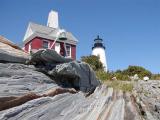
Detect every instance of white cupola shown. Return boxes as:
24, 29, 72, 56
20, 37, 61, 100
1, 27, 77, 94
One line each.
47, 10, 59, 28
92, 35, 108, 71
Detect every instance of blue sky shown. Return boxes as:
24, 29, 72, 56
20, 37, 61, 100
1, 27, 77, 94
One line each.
0, 0, 160, 73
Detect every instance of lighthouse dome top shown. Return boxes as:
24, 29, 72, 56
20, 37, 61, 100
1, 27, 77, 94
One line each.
92, 35, 105, 50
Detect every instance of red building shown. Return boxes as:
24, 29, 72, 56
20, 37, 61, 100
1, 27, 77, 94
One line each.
23, 11, 78, 59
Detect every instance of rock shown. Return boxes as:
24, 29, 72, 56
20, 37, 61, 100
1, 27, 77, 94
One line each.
48, 61, 100, 92
29, 49, 100, 92
143, 76, 149, 81
0, 36, 29, 63
0, 86, 141, 120
134, 80, 160, 120
130, 74, 139, 81
0, 63, 58, 98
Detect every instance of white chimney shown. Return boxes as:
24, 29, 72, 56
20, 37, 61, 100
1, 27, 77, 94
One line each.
47, 10, 59, 28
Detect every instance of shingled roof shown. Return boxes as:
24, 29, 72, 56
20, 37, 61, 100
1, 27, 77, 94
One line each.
23, 22, 78, 44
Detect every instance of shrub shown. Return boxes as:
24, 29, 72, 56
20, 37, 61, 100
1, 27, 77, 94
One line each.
96, 70, 114, 81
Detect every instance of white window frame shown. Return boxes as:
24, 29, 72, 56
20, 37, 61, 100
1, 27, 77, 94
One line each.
54, 42, 61, 54
66, 44, 72, 57
42, 40, 50, 49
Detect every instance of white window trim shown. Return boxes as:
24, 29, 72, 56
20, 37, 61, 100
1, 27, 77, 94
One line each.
42, 40, 50, 49
66, 44, 72, 57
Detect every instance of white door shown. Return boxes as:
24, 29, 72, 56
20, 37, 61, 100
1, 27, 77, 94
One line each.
55, 43, 60, 54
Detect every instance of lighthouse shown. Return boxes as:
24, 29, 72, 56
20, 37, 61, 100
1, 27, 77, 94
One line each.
92, 35, 108, 71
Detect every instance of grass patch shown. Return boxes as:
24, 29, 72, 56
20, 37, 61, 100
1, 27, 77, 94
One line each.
104, 80, 133, 92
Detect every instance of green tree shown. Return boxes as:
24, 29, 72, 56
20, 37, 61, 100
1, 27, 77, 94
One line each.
81, 55, 104, 71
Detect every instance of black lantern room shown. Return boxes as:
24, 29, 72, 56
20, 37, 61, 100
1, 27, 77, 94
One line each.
92, 35, 105, 50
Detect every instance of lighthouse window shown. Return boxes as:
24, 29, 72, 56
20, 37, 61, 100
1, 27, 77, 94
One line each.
42, 41, 49, 49
66, 45, 71, 57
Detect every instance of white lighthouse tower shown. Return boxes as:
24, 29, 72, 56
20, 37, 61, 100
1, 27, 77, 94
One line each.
92, 35, 108, 71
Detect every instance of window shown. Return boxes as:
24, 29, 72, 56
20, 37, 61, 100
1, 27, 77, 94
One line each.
66, 45, 71, 57
42, 41, 49, 49
55, 42, 61, 54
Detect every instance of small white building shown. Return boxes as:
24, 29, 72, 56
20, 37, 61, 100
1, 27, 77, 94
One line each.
92, 36, 108, 71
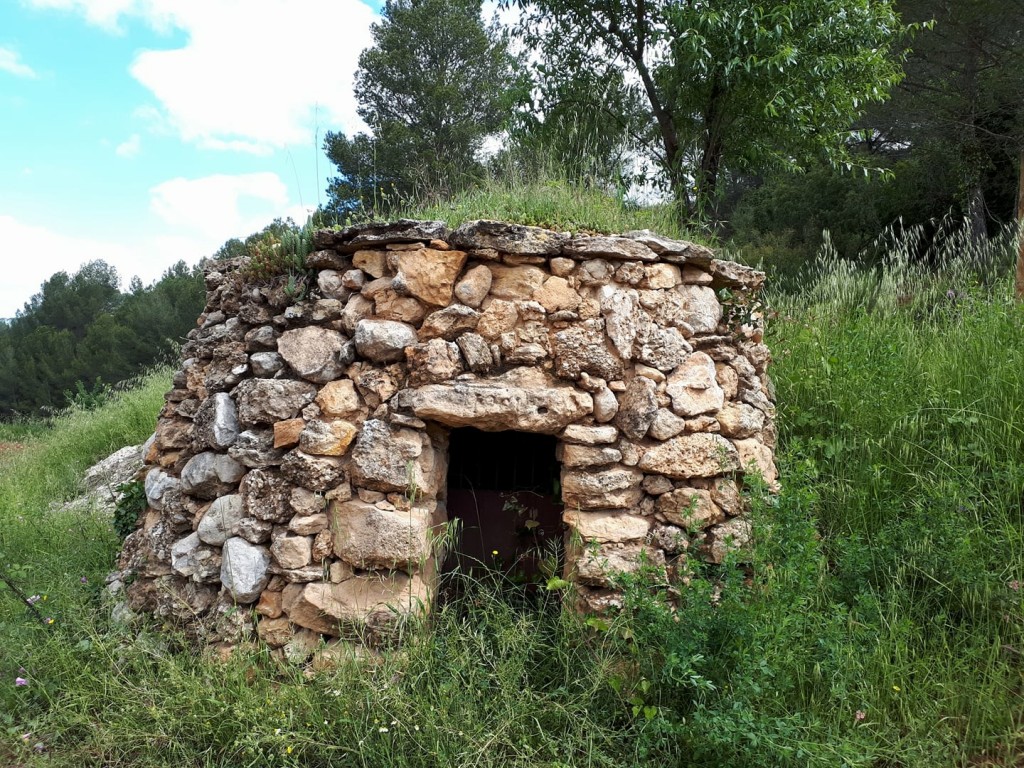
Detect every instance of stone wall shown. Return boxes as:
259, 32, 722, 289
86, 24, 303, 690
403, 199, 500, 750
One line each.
120, 221, 775, 655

EXERCISE AIM
Rewrite the material from the line containing "Detect every instance of shingled" through the end, substituting "beacon" for every "lighthouse" and leaving everything else unchanged. Leave the pictures out of your answer.

RESPONSE TO THE EXERCISE
Detect every instance of shingled roof shown. Return boxes as:
24, 29, 72, 56
20, 37, 61, 100
1, 27, 77, 94
One line each.
23, 22, 78, 44
Detect every instance of shrub shown. Return boxes as:
24, 29, 72, 56
20, 37, 61, 100
1, 27, 77, 94
One line each.
96, 70, 114, 81
Detect every instance of white window frame shown. Return boxes as:
24, 29, 72, 56
20, 37, 61, 100
1, 27, 77, 94
One line each.
54, 42, 61, 54
66, 44, 72, 57
42, 40, 50, 49
Detect every instance of white window trim shown. Return boxes as:
24, 29, 72, 56
20, 37, 61, 100
1, 27, 77, 94
One line each.
42, 40, 50, 49
66, 44, 72, 57
Detect every instance of white door shown. Return boxes as:
24, 29, 72, 56
20, 37, 61, 100
1, 27, 77, 94
One line each.
55, 43, 60, 54
Detect every instance of beacon shown. Return boxes as:
24, 29, 72, 56
20, 37, 61, 100
1, 27, 77, 94
One line each.
92, 35, 108, 71
Detect every instance of grass patch shown. Return boxes as:
24, 29, 72, 56
20, 37, 61, 100
1, 27, 77, 94
One line each.
104, 80, 133, 92
Detect every instance of green tree shown. Return boxes as:
24, 29, 72, 56
20, 37, 61, 100
1, 27, 77, 94
One line each.
81, 55, 104, 71
Detect every instance of black lantern room shown. Return boxes as:
24, 29, 72, 56
20, 37, 61, 100
1, 27, 77, 94
One line each.
92, 35, 105, 50
Detect every instance of beacon window shown. Return boxes as:
24, 29, 72, 56
20, 37, 61, 100
1, 27, 77, 94
One line each.
42, 41, 49, 49
66, 45, 71, 57
Detect every instance of white beacon tower shown. Return boxes as:
24, 29, 72, 56
20, 37, 61, 100
1, 27, 77, 94
One line each.
92, 35, 108, 71
Detect every instance of window shown. Return boxes as:
24, 29, 72, 56
20, 37, 61, 100
1, 27, 77, 94
One line each.
66, 45, 71, 57
42, 41, 49, 49
55, 42, 61, 54
Detect every instance of small white building shown. Return boxes as:
24, 29, 72, 56
20, 37, 61, 100
1, 27, 77, 94
One line each.
92, 36, 108, 71
Detect every instance of stone wall shown. Return boxes as:
259, 32, 722, 289
86, 24, 303, 690
403, 199, 500, 750
One line each.
120, 221, 775, 655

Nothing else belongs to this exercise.